__Given problem 1__:
Decide whether each statement about the Pacific Northwest news text agrees with it. Give yes or no for each, with the words of the text that settle it, quoted exactly.
(a) The summer picnic took place at Enatai Beach Park in Bellevue.
(b) The junior division is made up of 5th and 6th graders.
(c) Ikaika played for Waipahu.
__Given problem 2__:
Answer these questions from the Pacific Northwest news text.
(a) How many incoming freshmen and transfers came to the picnic?
(b) How many nights a week do the coaches work the boys?
(c) Who is the head coach of the Storm?
__Given problem 3__: Transcribe the part of the Pacific Northwest news text that opens with the words containing "By Marsha Hansen" and closes with "this football season.".
━━━ Given text ━━━
Pacific Northwest News
By Earle Oda
The University of Hawaii Alumni Association – Pacific Northwest chapter (UHAA-PNW) held its Summer Picnic 2006 and 3rd Annual Freshman Sendoff on Sunday, August 6, 2006 at Enatai Beach Park in Bellevue, Washington. With the Blue Angels soaring above as part of Seattle’s summer Seafair activities, it was another hot, sunny and fun-filled day on the shores of Lake Washington. The weather and turnout were great. We had an estimated 50-60 people including 7 incoming freshmen and transfers, parents of students, alumni, friends, and lots of new faces. We enjoyed the usual barbecue beef and chicken and lots of delicious kaukau from attendees. UHAA-PNW President Earle Oda thanked students and their families for attending including those who drove from as far away as Bellingham and Olympia. Best wishes to the incoming students to the University of Hawaii this Fall. They were all very excited to meet fellow students and couldn’t wait to begin classes at the University of Hawaii!
By Marsha Hansen
“Knock um down, roll um around, come on team, work….work...” and that’s what this group of guys from Hawaii do every evening, four nights a week. They work these 7th and 8th grade boys on the football field really hard to get them ready for this football season.
In the North Thurston School District in Olympia, Washington, the middle schools do not have football as a part of their athletic program. So to give the boys and opportunity to play competitive football, and the girls a chance to cheerlead, the Black Hills Junior Football League is one of the leagues that give them this opportunity. Boys from the second grade through the eighth grade can play competitive football and girls from second to ninth grade can cheerlead. They have the bantam division, youth division, and the junior division. The youth division is 5th and 6th graders. The junior division is 7th and 8th graders. The Hurricanes is in the youth division and the Storm is in the junior division. Guys from Hawaii, that’s right, all from Hawaii, coach both teams. Well, maybe not all of them are from the Islands, but most of them.
Head Coach Lui Tangaro, Jr. coaches the Storm and Head Coach Ikaika Belisario coaches the Hurricane. They each have a staff of coaches who are mostly from Hawaii. On the Storm there is Shannon Alvarez, Clay Poaipuni, and Snooky Harper. On the Hurricane there is Leroy Tagavilla and Mike Sagawinit. Of course we also have other coaches, Clete Christiansen, and Randy Hilland, and Pritchard.
Both Lui and Shannon played for Castle, Snooky played for Pearl City, Clay is from Molokai, Ikaika played for Waipahu, Mike played for Damien Memorial, and Leroy played for Konawaena. Most of the coaches have played Pop Warner and High school football. They train these boys with the same discipline and hard work like they did in Hawaii. You watch these guys on the field and you can see that they just love what they do. Sometimes I think that they would rather be playing than coaching.
These coaches also have a big heart for the boys. They make sure they are all doing well in school, at home, as well as on the field. They also make sure that the boys are safe and they treat each one as if he was their own son. Some of the eighth grade boys come back the next year to help out at the start of the season. They learn to have the same love for their coaches as their coaches had for them. They also get a greater love for the game.
━━━ Dataset ━━━
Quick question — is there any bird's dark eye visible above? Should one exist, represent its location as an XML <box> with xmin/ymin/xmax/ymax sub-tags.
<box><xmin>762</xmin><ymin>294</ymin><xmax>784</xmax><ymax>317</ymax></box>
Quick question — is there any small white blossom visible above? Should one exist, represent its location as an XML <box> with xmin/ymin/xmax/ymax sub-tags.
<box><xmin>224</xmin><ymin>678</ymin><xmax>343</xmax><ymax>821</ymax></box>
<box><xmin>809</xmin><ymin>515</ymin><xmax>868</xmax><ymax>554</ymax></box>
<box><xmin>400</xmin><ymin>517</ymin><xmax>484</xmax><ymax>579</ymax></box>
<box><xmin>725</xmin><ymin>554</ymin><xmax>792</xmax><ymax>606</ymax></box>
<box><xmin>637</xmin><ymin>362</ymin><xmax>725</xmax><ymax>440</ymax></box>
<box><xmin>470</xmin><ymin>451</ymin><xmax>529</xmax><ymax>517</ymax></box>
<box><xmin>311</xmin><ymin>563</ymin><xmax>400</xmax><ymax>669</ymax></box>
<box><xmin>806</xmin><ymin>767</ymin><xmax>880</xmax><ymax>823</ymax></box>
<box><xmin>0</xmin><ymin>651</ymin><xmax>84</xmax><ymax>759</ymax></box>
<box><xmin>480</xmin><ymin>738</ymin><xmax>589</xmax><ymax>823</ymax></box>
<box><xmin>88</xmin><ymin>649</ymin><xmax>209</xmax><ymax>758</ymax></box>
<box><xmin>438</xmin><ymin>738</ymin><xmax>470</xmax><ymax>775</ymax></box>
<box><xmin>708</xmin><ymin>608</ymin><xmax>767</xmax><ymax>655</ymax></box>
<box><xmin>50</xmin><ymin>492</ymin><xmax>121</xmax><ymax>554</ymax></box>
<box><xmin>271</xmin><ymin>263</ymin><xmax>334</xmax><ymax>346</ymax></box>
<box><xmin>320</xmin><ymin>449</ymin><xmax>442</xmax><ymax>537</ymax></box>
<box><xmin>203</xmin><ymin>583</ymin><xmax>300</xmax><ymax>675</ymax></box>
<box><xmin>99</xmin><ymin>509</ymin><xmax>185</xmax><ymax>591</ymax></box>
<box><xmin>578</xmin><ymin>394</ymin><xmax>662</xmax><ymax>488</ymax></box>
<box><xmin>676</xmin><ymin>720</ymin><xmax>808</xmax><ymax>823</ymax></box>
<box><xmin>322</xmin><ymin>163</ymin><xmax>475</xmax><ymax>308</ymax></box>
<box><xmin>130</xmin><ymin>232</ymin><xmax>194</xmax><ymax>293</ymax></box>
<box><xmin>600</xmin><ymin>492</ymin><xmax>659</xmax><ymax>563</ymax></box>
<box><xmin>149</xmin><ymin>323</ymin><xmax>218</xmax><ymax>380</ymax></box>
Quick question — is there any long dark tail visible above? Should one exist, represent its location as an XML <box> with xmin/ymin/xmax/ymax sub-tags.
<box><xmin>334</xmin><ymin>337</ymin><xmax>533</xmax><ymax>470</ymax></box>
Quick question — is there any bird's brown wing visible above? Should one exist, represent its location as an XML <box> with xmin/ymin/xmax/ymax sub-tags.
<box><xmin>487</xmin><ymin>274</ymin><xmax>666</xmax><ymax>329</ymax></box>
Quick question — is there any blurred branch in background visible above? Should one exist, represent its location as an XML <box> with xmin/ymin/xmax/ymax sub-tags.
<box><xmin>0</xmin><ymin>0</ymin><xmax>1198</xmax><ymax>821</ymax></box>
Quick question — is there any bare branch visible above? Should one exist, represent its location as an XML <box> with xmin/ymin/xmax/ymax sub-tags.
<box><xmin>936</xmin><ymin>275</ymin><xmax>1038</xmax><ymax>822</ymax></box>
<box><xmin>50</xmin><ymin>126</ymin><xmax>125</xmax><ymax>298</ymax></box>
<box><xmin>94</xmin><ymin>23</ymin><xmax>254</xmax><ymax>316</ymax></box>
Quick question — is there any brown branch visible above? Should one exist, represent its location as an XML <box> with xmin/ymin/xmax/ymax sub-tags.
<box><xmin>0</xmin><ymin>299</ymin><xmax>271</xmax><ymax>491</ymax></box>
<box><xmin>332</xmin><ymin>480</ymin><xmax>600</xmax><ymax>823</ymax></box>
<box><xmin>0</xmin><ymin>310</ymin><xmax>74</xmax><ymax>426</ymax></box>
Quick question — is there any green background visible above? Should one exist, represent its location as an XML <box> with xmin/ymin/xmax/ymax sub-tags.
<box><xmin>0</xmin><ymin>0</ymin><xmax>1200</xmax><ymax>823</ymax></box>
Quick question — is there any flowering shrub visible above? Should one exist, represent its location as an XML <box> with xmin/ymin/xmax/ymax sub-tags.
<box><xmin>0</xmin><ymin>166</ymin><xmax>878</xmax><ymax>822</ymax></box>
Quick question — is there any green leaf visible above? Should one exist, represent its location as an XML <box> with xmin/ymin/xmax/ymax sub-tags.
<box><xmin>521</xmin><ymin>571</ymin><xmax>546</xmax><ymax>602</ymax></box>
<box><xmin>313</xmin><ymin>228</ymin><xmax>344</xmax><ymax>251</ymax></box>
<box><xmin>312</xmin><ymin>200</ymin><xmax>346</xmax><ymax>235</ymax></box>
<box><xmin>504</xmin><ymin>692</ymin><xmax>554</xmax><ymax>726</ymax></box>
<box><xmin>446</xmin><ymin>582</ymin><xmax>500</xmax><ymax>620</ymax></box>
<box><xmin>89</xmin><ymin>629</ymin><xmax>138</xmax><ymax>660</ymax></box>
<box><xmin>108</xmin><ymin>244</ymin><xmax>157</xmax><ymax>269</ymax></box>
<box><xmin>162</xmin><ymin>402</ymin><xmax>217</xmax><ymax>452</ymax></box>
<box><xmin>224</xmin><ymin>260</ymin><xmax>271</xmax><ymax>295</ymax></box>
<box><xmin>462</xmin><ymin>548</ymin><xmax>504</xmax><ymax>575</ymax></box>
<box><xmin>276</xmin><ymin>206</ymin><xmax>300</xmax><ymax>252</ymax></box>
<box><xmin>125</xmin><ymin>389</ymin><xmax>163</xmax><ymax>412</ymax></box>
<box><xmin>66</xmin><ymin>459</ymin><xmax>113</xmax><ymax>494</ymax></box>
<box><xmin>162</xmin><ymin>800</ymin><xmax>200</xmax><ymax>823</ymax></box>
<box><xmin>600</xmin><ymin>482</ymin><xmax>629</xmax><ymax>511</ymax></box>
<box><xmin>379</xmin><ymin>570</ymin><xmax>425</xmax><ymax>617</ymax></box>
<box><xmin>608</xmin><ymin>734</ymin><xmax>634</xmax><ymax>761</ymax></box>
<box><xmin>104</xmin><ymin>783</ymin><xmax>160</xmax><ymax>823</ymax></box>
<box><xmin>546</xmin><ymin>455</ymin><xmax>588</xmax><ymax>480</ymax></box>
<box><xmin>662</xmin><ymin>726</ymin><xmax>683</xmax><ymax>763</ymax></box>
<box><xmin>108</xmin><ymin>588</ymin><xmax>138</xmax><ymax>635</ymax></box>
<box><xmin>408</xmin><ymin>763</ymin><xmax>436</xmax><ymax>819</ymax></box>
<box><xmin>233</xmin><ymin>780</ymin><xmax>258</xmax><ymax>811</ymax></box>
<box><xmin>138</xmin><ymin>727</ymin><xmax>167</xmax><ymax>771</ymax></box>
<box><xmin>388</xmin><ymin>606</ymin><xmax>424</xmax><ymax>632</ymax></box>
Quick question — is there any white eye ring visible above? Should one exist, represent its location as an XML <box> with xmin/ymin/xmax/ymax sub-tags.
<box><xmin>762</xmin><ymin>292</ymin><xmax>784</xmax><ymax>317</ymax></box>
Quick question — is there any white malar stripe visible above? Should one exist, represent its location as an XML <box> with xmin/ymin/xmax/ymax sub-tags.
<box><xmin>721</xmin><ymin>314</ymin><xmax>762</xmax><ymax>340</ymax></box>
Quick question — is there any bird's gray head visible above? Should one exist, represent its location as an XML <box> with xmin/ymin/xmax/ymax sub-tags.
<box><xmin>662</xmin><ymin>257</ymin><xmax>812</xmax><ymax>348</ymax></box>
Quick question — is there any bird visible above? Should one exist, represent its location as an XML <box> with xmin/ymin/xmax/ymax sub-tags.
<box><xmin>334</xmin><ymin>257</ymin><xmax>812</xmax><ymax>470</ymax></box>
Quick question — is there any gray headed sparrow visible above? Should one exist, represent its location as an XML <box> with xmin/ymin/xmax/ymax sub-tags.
━━━
__Expected output 1__:
(a) Yes: "at Enatai Beach Park in Bellevue, Washington"
(b) No: "The junior division is 7th and 8th graders."
(c) Yes: "Ikaika played for Waipahu"

__Expected output 2__:
(a) 7
(b) Four
(c) Lui Tangaro, Jr.

__Expected output 3__:
By Marsha Hansen
“Knock um down, roll um around, come on team, work….work...” and that’s what this group of guys from Hawaii do every evening, four nights a week. They work these 7th and 8th grade boys on the football field really hard to get them ready for this football season.